(Extrait fourni):
Citations et extraits (64) Voir plus Ajouter une citation
L'enchevêtrement fracassant qui m'avait abasourdi le premier jour s'est progressivement ordonné, au fil des itinéraires, des rencontres et des postes connus. (...) C'est comme une anesthésie progressive: on pourrait se lover dans la torpeur du néant et voir passer les mois - les années peut-être, pourquoi pas? Avec toujours les mêmes échanges de mots, les gestes habituels, l'attente du casse-croûte du matin, puis l'attente de la cantine, puis l'attente du casse-croûte de l'après-midi, puis l'attente de cinq heures du soir. De compte à rebours en compte à rebours, la journée finit toujours par passer. Quand on a supporté le choc du début, le vrai péril est là. L'engourdissement. Oublier jusqu'aux raisons de sa propre présence ici. Se satisfaire de ce miracle: survivre. S'habituer. On s'habitue à tout, paraît-il. Se laisser couler dans la masse. Amortir les chocs. Éviter les à-coups, prendre garde à tout ce qui dérange. Négocier avec sa fatigue. Chercher refuge dans une sous-vie. La tentation...

(Tâche 1): Énumérez, dans l'ordre de l'extrait fourni, toutes les attentes qui rythment la journée.
(Tâche 2): D'après l'extrait fourni, quel est le vrai péril une fois le choc du début supporté ?
(Tâche 3): Reprenez l'extrait sur l'engourdissement à partir de sa dernière phrase et poursuivez-le dans le même ton.

(Lignes fournies):
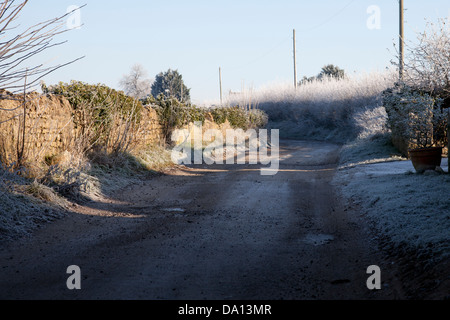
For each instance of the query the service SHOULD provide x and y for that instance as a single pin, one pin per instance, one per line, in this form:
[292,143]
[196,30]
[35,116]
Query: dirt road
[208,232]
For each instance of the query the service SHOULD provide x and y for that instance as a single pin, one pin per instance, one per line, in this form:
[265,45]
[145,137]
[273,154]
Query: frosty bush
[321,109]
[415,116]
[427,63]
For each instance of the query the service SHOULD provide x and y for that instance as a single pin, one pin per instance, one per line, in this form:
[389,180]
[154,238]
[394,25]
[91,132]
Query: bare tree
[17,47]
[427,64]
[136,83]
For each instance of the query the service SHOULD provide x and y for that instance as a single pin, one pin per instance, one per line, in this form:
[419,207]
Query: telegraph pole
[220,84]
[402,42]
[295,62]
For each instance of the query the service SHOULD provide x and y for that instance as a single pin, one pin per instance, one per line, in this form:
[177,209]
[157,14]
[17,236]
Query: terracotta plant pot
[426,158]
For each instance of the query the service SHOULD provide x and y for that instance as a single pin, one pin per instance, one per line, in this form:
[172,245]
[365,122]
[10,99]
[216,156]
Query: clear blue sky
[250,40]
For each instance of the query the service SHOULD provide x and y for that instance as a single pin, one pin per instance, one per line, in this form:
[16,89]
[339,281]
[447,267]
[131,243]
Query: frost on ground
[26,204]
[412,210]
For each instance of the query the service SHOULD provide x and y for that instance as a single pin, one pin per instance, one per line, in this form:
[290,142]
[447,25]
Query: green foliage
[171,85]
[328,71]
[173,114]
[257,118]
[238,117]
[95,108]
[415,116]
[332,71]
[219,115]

(Résultat final 1):
- l'attente du casse-croûte du matin
- l'attente de la cantine
- l'attente du casse-croûte de l'après-midi
- l'attente de cinq heures du soir

(Résultat final 2): L'engourdissement.

(Résultat final 3):
On se concentre sur les petites choses. Un détail infime occupe une matinée. Y aura-t-il du poisson à la cantine? Ou du poulet en sauce? Jamais autant qu'à l'usine je n'avais perçu avec autant d'acuité le sens du mot "économie". Economie de gestes. Economie de paroles. Économie de désirs. Cette mesure intime de la quantité finie d'énergie que chacun porte en lui, et que l'usine pompe, et qu'il faut maintenant compter si l'on veut en retenir une minuscule fraction, ne pas être complètement vidé.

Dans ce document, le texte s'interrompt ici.